__Extracted records__
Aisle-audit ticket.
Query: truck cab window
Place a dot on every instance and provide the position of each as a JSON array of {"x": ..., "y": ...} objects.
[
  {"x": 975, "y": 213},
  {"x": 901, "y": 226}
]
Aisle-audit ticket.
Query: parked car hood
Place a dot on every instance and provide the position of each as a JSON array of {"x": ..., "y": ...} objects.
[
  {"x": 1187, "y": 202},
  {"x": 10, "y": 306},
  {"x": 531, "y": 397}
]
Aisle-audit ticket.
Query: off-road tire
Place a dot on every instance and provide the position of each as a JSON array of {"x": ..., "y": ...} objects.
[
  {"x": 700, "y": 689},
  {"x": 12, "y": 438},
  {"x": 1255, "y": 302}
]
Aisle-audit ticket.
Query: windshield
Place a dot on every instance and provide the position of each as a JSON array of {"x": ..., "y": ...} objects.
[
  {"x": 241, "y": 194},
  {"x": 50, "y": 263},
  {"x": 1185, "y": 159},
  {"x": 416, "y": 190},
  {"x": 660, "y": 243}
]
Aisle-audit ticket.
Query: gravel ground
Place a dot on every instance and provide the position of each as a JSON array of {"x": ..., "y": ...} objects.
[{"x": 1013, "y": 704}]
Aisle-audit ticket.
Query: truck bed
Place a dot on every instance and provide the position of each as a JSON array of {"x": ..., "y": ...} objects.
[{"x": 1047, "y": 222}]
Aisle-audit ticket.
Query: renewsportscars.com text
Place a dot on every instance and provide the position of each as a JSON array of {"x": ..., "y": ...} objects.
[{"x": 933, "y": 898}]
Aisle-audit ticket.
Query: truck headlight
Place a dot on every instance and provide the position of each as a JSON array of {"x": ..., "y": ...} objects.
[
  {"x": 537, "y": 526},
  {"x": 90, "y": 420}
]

__Stated task__
Reproduce the material exactly, with every line intact.

__Response__
Aisle-audit ticket.
Query: truck cab window
Place a dot on every instance and provide the position of each as a JSON array of {"x": ..., "y": ...} objects.
[
  {"x": 975, "y": 213},
  {"x": 901, "y": 226}
]
Aisle-audit ticket.
Query: parked car hood
Place a dot on every instance and provide the position of each as a JSON array of {"x": ..., "y": ...} objects.
[
  {"x": 1187, "y": 202},
  {"x": 10, "y": 306},
  {"x": 531, "y": 397}
]
Aisle-audit ticket.
Query: off-road tire
Place a dot on every instance and provide the position of each as a JSON array of {"x": ..., "y": ...} objects.
[
  {"x": 700, "y": 689},
  {"x": 12, "y": 438},
  {"x": 1255, "y": 302}
]
Aisle-audit ticket.
Query: windshield
Place a dot on every instance and provide the position of each as a JSON array of {"x": ..., "y": ...} objects.
[
  {"x": 241, "y": 194},
  {"x": 50, "y": 263},
  {"x": 1185, "y": 159},
  {"x": 416, "y": 190},
  {"x": 660, "y": 243}
]
Aisle-audit ticket.
Query: gravel ground
Place a dot on every instance and provide the position of each as a JSON array of {"x": ..., "y": ...} objects.
[{"x": 1013, "y": 704}]
Aisle-audit ticket.
Query: truck bed
Place a dot on every instance and provide the position of each as a JSON array of {"x": ..., "y": ...} objects.
[{"x": 1047, "y": 222}]
Aisle-audit ticket.
Query: renewsportscars.com text
Place a dot on every instance and provide the position of each as a JSON array of {"x": ..., "y": ...} objects.
[{"x": 933, "y": 898}]
Aisle-audit ticket.
Query: truck headlight
Place a dot on every instance and provide the position of each as a JSON array of {"x": ..., "y": ...} objects.
[
  {"x": 537, "y": 526},
  {"x": 90, "y": 420}
]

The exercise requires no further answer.